TEXT PASSAGE

____

The Atlanta Falcons football stadium is a recent ETC installation; Madison Square Garden, in New York City, has been a long-term project.
“Three years ago, we had none. Now, we’re doing a lot of them,” Titus said. “They’re adding activities, events, restaurants.”
Chinese LED manufacturers — “of which there are hundreds“ — may charge less, but ETC focuses on entire system packages and on its service, said Titus.
“They don’t do a lot of things that we do,” he said.
ETC anticipates revenue of $360 million for 2019, up from $345 million in 2018. Privately owned, the company allocated 33% of its stock to employees in 2016.
ETC is known for its stylized headquarters lobby, designed to look like Midtown Manhattan in the 1930s, with an outline of the Empire State Building, a theater marquee and a reception desk that looks like the old-fashioned diner depicted in the Edward Hopper painting “Nighthawks.”
New to the Middleton headquarters is a 75,000-square-foot addition on the north side of the building with offices made from 40 shipping containers — corrugated steel cargo carriers that have transported goods across the ocean, just once.

____

Source data

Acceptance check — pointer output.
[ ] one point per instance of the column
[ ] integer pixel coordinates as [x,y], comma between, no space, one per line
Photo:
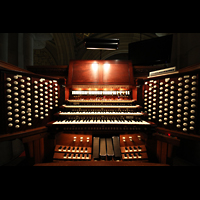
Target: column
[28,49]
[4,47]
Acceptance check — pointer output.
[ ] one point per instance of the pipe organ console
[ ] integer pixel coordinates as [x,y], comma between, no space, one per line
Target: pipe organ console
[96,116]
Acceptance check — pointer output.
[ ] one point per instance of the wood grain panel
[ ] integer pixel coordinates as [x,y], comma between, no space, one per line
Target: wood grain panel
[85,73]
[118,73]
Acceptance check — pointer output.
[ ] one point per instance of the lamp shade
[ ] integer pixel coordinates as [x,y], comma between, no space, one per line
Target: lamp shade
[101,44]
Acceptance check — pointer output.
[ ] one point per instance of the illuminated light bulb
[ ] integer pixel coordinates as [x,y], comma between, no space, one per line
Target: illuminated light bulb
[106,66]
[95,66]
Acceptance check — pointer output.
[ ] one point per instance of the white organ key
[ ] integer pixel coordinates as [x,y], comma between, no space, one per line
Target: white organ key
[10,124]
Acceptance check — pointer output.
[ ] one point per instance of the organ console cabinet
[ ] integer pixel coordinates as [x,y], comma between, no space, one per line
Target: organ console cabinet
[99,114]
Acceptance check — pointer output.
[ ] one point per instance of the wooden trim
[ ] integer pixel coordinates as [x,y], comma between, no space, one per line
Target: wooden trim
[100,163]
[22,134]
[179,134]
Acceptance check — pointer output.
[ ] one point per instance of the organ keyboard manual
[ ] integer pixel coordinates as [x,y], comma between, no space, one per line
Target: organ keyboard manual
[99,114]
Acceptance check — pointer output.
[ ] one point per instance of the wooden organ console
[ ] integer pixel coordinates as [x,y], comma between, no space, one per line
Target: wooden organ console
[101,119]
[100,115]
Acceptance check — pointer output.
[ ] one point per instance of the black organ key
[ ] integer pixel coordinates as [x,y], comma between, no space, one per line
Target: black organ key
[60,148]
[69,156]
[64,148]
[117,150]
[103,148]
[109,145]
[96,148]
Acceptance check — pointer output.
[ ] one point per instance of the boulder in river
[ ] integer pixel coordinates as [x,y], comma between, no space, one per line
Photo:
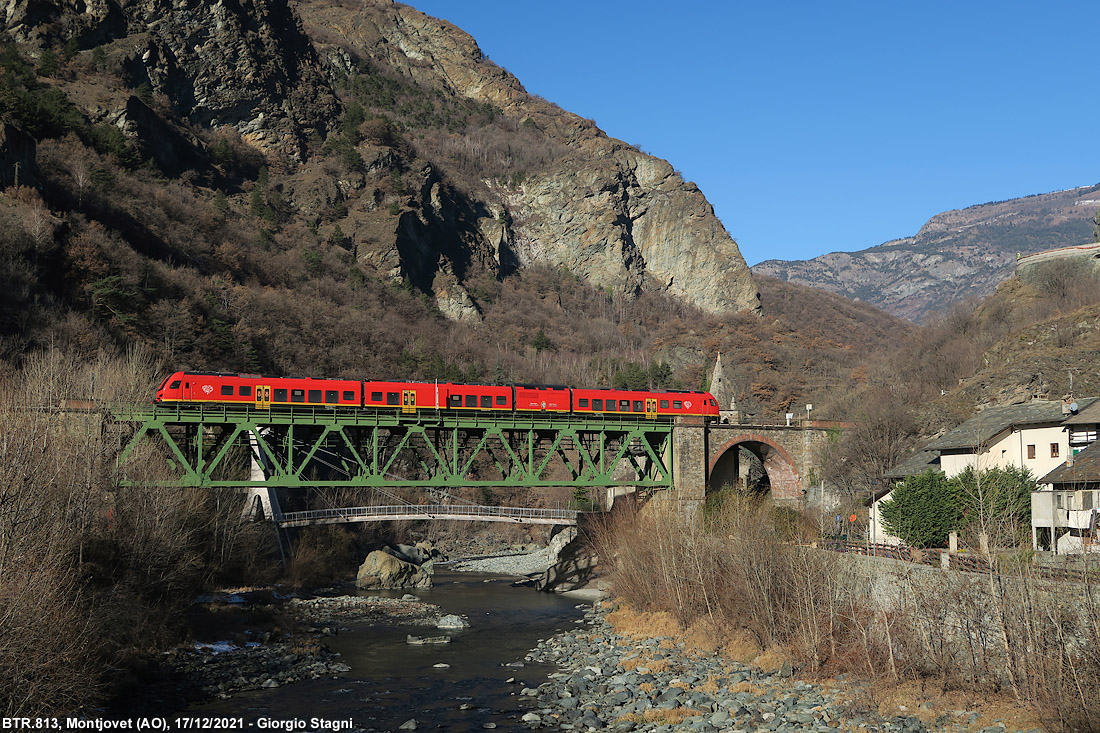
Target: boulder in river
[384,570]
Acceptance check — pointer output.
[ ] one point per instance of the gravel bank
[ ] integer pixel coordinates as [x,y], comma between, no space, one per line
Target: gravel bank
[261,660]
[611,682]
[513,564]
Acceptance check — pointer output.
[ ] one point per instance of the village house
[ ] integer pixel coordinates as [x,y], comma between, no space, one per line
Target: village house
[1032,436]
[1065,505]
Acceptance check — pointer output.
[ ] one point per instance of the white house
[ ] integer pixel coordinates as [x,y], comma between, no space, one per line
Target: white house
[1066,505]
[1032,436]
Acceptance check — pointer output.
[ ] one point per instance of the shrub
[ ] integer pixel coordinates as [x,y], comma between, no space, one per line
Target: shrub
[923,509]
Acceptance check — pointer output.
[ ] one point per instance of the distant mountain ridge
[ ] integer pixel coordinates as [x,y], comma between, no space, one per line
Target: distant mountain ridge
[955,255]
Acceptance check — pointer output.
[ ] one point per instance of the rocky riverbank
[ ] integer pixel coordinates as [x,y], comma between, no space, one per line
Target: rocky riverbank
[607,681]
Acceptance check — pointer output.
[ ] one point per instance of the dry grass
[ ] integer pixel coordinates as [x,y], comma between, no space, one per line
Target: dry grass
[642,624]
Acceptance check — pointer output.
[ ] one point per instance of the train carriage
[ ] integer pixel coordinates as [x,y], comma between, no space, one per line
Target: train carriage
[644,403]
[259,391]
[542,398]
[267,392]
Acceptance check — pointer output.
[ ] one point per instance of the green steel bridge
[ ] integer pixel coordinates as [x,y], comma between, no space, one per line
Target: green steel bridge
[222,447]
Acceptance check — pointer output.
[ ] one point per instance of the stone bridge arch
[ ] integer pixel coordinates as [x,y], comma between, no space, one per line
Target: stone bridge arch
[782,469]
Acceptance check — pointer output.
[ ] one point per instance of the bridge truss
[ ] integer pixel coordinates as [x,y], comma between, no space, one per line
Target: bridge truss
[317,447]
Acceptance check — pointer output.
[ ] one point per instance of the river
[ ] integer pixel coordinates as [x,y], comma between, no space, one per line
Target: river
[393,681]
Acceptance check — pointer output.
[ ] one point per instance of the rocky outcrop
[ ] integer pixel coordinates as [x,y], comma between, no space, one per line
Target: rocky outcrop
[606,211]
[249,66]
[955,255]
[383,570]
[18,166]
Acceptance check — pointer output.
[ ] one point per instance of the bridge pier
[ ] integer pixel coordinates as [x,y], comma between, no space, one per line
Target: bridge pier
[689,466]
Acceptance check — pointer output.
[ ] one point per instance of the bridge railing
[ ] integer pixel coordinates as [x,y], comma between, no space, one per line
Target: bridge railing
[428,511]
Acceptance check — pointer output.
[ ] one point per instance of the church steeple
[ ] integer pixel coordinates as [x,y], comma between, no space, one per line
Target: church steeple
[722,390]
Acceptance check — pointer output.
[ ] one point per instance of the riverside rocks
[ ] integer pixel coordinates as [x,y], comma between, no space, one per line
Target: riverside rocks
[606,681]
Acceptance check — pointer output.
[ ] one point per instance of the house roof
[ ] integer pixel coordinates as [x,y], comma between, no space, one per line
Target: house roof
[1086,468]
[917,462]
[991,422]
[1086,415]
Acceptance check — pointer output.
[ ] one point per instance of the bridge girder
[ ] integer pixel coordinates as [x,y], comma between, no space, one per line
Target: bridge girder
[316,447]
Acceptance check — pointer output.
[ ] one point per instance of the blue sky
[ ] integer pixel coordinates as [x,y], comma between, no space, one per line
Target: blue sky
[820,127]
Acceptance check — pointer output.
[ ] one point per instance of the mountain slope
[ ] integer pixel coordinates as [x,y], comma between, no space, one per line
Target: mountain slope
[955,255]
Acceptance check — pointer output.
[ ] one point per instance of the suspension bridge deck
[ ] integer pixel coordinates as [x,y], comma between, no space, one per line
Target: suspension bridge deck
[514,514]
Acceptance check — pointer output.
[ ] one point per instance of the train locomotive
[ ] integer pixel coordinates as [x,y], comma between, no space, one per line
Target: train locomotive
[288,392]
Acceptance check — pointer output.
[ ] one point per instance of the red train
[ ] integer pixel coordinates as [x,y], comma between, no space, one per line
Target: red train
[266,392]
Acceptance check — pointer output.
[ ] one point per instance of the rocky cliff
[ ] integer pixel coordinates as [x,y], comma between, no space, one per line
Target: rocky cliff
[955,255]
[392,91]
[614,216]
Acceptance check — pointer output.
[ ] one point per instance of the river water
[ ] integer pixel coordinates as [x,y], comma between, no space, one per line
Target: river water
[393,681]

____

REQUIRED ACTION
Write the next part of the article about ETC, continuing from its final sentence.

EXERCISE OUTPUT
Most of the containers are 40 feet long, eight feet wide and nine-and-a-half feet tall — big enough to house up to four individual offices. Glass doors are cut into one side, and the carriers, painted on the outside, are cozy inside, carpeted and equipped with ETC lights that can dim or change colors.
“We knew we wanted something creative,” said ETC architect Frank Miller.
Around the U.S., steel shipping containers have been used for all sorts of purposes — storage, housing, offices, and even schools and stores.
Miller said he thinks ETC’s container set-up is the first of its kind in Wisconsin and the largest, “possibly in the Midwest.”
Designing the project took two years, with help from Sketchworks Architecture in Middleton.
The units are stacked two-high, connected with metal walkways and organized in groupings that allow open courtyard areas equipped with tables and chairs for meetings or lounging or with equipment used to test new concepts. A third floor built above the containers is designed to mimic their appearance.
About 170 members of ETC’s research and development and marketing staff occupy the new addition; eventually, it can house up to 250.
“We’ve got great light, great energy in this space,” said David Lincecum, vice president of marketing, who’s been with the company for 25 years.
The $16 million project got a boost of $3.6 million in tax incremental financing from the city of Middleton that will be repaid through the higher taxes ETC will pay on its headquarters, now expanded to 403,000 square feet. The Mazomanie factory is 355,000 square feet.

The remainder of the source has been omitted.